■ Exercise details: Please return the lines in the records below exactly as they appear, from the line holding "In this exercise you will mark every instance of the sweater" through the end of the records, inclusive.

■ Records for point placement:
□ □ □
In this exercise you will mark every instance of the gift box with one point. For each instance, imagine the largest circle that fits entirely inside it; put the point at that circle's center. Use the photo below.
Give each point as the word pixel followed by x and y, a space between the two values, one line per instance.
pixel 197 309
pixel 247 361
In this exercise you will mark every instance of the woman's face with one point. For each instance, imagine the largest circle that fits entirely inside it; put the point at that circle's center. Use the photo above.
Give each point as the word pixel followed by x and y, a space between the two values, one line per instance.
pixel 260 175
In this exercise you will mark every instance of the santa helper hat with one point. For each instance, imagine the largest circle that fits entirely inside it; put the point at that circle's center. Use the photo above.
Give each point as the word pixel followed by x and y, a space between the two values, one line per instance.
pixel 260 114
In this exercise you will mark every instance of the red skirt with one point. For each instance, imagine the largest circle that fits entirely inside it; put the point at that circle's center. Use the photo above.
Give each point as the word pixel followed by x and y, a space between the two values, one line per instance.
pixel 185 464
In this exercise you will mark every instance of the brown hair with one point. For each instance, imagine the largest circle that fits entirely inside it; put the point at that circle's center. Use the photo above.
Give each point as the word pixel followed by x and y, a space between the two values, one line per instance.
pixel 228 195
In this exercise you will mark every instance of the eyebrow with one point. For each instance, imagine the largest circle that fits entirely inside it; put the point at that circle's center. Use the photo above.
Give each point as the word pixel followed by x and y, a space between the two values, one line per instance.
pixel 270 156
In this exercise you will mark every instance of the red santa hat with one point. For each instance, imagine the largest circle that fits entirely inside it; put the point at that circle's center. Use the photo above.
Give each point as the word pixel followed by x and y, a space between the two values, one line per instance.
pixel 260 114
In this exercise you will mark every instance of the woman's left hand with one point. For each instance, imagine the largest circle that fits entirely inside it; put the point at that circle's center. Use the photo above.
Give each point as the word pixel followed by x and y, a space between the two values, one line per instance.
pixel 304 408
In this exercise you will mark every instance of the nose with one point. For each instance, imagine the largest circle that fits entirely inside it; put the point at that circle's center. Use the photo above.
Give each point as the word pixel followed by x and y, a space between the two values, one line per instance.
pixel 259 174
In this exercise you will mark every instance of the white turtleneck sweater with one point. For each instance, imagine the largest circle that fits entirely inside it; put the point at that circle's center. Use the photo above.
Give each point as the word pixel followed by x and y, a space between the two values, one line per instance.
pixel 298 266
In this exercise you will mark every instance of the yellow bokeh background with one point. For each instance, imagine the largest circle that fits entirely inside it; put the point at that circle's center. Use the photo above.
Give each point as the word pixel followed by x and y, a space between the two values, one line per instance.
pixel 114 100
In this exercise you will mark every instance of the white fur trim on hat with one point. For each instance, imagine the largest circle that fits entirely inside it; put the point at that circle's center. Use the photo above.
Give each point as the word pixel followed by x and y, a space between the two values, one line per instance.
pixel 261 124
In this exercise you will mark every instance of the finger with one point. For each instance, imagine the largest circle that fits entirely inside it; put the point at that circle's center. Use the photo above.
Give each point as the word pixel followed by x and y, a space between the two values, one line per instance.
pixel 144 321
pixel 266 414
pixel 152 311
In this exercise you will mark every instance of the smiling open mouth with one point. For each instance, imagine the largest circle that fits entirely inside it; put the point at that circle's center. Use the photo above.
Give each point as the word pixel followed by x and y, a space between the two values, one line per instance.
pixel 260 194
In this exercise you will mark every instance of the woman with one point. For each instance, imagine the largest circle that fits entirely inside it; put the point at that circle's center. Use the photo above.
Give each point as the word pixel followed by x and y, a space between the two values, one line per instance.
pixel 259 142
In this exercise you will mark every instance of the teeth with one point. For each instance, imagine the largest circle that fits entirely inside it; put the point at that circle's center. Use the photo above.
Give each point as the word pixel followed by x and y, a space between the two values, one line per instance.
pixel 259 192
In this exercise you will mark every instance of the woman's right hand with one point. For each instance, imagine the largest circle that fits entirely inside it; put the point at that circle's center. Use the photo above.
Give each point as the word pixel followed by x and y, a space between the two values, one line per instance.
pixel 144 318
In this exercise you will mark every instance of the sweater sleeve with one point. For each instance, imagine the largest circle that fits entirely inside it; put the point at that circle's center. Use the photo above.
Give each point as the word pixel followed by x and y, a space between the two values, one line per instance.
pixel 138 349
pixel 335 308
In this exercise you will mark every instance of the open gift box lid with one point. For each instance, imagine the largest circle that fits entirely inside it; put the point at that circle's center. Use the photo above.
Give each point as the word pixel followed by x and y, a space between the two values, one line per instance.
□ □ □
■ Response:
In this exercise you will mark every instance of the sweater sleeve with one point. For each instance, imagine the largest circle that fits entirely inside it; put the point at that circle's center. Use the photo above.
Give each point as the word pixel followed by x and y, a space between the two values, one line per instance.
pixel 138 349
pixel 335 308
In this exercise you will mark every instance of the open gift box lid with one point. For each instance, imagine the largest circle that fits entirely inside it; put the point at that circle's center. Use the photo above.
Give each point as the word pixel followed by x and y, a space between the two values, one line per instance.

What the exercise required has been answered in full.